Keynote Speakers
Prof. Jian Li
Guangxi University of Science and Technology, China
Experience: Jian Li, Ph.D., Professor, Doctoral Supervisor. Completed undergraduate, master's, and doctoral degrees in Mechanics at Beijing Institute of Technology, followed by postdoctoral research in Aerospace Science and Technology. Recipient of the Guangxi Higher Education Outstanding Talent Support Program, inaugural selection for Guangxi Higher Education Outstanding Young and Middle-aged Key Faculty Development Program, and recipient of the Central Organization Department's “Western Light” Domestic Visiting Scholar Program. He has served as Deputy Director of the Ministry of Education Engineering Research Center for Advanced Design and Manufacturing of Heavy Vehicle Components at Guangxi University of Science and Technology; Deputy Director (in charge) of the Development Planning Office; Dean of the School of Mechanical and Automotive Engineering; and Director of the Academic Affairs Office. He currently holds positions as Standing Committee Member of the University Party Committee, Vice President, and Director of the Ministry of Education Engineering Research Center for Advanced Design and Manufacturing of Heavy Vehicle Components. His long-term research focuses on structural dynamics, fluid-structure interaction dynamics, and mechanisms and control technologies for special-purpose robots. In recent years, he has led two National Natural Science Foundation projects, one Guangxi Innovation-Driven Development Special Project (Major Science and Technology Project), and over ten other provincial/ministerial-level, municipal/departmental-level, and industry-university collaboration projects. As a key contributor, he has participated in more than ten projects including National Natural Science Foundation initiatives, the Chinese People's Liberation Army Navy Equipment “Twelfth Five-Year Plan” Preliminary Research, Civilian Specialized Scientific Research and Technology Projects, China Civil Aerospace Scientific Research Preliminary Studies, and the China Ordnance Group Propellant Special Project. He has published over 60 papers in authoritative domestic and international journals, with more than 40 indexed by SCI and EI. He holds 14 authorized invention patents, 3 software copyrights, and 3 design patents, and has achieved one major achievement transformation.

### [Activities]
a – Answer these from the keynote speaker profile of Jian Li:
(i) In what field and at which institution did he complete his undergraduate, master's, and doctoral degrees?
(ii) How many National Natural Science Foundation projects has he led in recent years?
(iii) How many authorized invention patents does he hold?
b – Write the next passage of the keynote speaker profile of Jian Li, beginning after its final sentence.

### [Study material]
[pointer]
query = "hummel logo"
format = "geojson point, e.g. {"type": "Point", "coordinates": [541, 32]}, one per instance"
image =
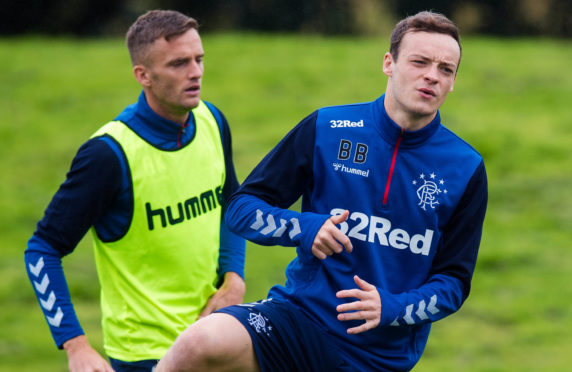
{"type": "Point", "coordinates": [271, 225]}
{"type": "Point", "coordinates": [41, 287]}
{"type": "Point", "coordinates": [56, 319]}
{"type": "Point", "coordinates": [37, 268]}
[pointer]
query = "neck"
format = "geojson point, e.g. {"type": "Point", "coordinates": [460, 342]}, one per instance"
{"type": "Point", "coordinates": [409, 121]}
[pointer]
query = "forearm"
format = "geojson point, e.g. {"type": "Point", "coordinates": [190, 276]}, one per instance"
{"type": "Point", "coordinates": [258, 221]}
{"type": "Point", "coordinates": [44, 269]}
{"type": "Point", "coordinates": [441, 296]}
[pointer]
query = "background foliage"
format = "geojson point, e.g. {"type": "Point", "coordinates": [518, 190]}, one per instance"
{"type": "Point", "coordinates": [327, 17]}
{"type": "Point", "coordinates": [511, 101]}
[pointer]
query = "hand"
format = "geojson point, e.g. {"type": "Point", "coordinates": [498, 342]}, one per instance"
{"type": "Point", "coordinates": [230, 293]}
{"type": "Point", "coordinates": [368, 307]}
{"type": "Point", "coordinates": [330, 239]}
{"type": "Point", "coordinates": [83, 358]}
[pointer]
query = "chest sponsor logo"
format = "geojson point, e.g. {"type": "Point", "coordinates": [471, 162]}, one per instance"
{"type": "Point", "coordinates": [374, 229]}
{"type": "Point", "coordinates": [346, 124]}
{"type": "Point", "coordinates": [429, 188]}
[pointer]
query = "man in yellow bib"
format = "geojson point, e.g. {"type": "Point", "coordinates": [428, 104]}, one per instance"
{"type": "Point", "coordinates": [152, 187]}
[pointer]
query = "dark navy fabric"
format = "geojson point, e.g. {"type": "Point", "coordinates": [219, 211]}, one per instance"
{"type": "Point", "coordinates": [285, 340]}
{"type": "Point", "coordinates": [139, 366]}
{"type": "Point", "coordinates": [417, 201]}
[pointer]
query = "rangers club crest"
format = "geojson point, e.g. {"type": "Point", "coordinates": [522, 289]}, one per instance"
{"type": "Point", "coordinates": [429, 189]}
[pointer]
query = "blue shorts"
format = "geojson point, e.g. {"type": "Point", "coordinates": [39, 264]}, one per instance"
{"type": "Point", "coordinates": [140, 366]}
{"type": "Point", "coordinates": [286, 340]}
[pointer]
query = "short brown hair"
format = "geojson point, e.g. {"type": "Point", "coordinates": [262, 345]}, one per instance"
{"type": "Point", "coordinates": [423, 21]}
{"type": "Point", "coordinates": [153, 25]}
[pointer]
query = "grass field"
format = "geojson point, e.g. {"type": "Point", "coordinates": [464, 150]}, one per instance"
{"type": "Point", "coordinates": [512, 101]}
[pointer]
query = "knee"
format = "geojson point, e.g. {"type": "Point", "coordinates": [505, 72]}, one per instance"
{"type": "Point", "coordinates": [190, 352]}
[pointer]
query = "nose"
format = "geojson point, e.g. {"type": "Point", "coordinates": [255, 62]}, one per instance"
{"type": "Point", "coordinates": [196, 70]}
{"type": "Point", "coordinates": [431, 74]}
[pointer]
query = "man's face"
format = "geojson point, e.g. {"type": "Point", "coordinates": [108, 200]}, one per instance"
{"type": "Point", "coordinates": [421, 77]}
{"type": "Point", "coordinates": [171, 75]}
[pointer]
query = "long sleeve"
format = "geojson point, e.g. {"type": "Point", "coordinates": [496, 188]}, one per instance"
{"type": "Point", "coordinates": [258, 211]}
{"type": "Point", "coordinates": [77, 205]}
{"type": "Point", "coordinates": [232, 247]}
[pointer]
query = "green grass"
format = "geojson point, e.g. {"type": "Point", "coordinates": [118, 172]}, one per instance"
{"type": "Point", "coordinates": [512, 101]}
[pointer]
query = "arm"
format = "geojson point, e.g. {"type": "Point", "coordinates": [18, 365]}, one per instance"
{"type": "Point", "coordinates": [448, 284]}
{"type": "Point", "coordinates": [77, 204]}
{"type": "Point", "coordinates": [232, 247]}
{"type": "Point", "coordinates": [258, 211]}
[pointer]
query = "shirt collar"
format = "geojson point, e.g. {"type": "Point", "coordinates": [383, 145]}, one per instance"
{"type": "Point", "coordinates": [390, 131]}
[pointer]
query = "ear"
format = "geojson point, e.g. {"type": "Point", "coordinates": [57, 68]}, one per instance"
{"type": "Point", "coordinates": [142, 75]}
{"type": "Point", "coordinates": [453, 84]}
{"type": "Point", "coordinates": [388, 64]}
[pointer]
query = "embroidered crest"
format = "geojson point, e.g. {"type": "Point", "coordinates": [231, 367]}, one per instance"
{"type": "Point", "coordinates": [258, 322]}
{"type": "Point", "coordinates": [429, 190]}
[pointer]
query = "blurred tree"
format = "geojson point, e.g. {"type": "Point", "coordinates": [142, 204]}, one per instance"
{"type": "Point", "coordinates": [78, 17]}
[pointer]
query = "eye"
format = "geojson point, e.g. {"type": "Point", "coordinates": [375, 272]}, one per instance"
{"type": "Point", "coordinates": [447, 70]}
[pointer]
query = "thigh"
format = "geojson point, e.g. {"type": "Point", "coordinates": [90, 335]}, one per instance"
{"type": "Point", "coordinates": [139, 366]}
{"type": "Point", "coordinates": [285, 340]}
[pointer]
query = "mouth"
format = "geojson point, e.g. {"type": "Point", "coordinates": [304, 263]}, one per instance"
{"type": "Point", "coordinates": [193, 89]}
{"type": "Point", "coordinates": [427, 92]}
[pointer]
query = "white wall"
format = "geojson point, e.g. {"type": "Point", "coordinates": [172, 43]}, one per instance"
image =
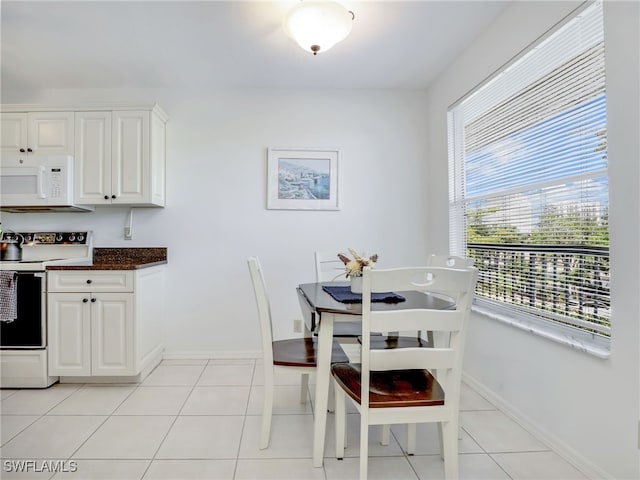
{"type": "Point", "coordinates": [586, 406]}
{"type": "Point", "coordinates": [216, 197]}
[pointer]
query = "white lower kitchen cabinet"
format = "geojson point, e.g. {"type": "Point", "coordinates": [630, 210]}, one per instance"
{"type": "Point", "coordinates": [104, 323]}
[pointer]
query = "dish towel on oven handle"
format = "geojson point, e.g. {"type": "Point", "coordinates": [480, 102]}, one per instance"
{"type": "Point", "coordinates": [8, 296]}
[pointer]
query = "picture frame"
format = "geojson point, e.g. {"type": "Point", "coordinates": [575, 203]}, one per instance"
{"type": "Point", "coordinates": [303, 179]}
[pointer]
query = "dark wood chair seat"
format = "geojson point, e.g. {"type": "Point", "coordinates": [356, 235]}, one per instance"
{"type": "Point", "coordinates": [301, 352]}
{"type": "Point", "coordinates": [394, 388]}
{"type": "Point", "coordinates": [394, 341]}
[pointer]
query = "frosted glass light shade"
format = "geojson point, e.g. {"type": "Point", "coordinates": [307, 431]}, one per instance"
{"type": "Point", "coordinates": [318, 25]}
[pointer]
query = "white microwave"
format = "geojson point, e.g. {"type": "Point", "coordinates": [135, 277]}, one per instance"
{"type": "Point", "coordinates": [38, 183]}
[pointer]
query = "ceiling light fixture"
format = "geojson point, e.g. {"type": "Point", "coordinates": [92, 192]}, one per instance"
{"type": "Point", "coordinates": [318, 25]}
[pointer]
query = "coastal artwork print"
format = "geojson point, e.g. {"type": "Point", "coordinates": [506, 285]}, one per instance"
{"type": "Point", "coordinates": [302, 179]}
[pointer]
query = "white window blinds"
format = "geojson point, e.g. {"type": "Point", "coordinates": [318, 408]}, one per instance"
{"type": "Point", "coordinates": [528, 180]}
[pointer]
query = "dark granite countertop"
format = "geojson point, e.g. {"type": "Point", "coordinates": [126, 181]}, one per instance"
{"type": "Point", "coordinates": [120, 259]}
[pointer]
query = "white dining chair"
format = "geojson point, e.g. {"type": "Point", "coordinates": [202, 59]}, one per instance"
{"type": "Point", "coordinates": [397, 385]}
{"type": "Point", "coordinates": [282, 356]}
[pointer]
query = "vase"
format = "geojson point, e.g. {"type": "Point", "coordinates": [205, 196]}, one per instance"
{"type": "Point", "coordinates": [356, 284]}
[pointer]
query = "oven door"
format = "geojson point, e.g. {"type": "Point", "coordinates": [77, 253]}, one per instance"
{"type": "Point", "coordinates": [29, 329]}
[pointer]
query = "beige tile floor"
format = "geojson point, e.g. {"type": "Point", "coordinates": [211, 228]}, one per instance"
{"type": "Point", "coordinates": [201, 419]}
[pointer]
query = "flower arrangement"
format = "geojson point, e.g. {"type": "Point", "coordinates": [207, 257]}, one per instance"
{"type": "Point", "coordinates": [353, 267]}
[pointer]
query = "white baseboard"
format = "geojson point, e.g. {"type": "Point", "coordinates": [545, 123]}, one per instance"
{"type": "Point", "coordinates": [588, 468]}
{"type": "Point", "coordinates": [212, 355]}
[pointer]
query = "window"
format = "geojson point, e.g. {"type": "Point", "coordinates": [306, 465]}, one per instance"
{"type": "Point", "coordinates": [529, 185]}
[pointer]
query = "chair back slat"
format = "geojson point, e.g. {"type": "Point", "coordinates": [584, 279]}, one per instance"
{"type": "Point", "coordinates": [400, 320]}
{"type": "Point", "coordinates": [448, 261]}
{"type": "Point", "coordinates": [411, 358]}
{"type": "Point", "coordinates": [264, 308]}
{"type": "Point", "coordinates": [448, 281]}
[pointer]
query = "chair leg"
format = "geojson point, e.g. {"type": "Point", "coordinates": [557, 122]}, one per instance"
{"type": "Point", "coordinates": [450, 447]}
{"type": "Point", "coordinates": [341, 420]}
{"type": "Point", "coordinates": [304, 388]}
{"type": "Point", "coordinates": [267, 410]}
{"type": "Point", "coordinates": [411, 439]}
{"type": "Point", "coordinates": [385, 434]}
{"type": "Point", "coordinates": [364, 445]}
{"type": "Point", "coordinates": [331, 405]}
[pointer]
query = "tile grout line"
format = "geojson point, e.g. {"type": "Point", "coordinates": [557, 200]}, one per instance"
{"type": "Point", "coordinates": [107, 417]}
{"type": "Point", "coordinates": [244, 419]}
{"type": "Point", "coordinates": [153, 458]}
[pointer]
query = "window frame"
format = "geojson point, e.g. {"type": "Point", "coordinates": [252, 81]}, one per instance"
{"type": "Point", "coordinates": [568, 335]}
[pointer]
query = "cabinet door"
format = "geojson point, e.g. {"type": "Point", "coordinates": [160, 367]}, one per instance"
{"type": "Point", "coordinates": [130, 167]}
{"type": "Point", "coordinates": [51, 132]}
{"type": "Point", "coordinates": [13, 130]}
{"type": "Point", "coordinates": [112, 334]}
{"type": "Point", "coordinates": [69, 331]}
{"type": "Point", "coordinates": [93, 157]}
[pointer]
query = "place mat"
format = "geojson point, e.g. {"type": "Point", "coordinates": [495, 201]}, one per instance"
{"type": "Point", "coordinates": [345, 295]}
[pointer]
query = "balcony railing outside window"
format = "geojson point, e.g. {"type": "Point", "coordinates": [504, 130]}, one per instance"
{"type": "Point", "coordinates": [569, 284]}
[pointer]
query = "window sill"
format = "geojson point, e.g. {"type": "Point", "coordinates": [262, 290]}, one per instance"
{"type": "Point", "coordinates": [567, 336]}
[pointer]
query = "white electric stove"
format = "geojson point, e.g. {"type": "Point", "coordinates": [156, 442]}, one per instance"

### [Answers]
a –
(i) Mechanics, at Beijing Institute of Technology
(ii) Two
(iii) 14

b –
Title: Design, Control, and Clinical Application of Lower Limb Rehabilitation Robots
Abstract: Rehabilitation using robots is a crucial intervention for individuals with hemiplegia post-stroke. To address the specific requirements of lower limb rehabilitation for patients with mobility impairments, mobile and Horizontal robots tailored to human lower limb kinematics and gait biomechanics were developed. A control strategy combining position control, force feedback, and impedance control was implemented to ensure safety and efficacy during training sessions. A multimodal interaction mechanism was devised for human-robot interaction, integrating a high-sensitivity force/torque sensor for gait intention recognition and training progress monitoring. Additionally, an approach leveraging EEG signals for decoding movement intention was explored to enhance patient engagement and neurorehabilitation outcomes. In collaboration with medical institutions, we conducted multi-center clinical validations to evaluate the system’s performance in motion trajectory tracking, muscle strength improvement, gait coordination, and patient compliance. The findings indicated that these robots effectively address the rehabilitation needs of patients undergoing walking function reconstruction and multimodal training for bedridden individuals, showing promising clinical outcomes and potential for widespread adoption. Future advancements will focus on integrating multi-sensor data fusion and analysis for remote rehabilitation and data-driven intelligent assessment, aiming to create a comprehensive solution for lower limb rehabilitation robots suitable for broad implementation.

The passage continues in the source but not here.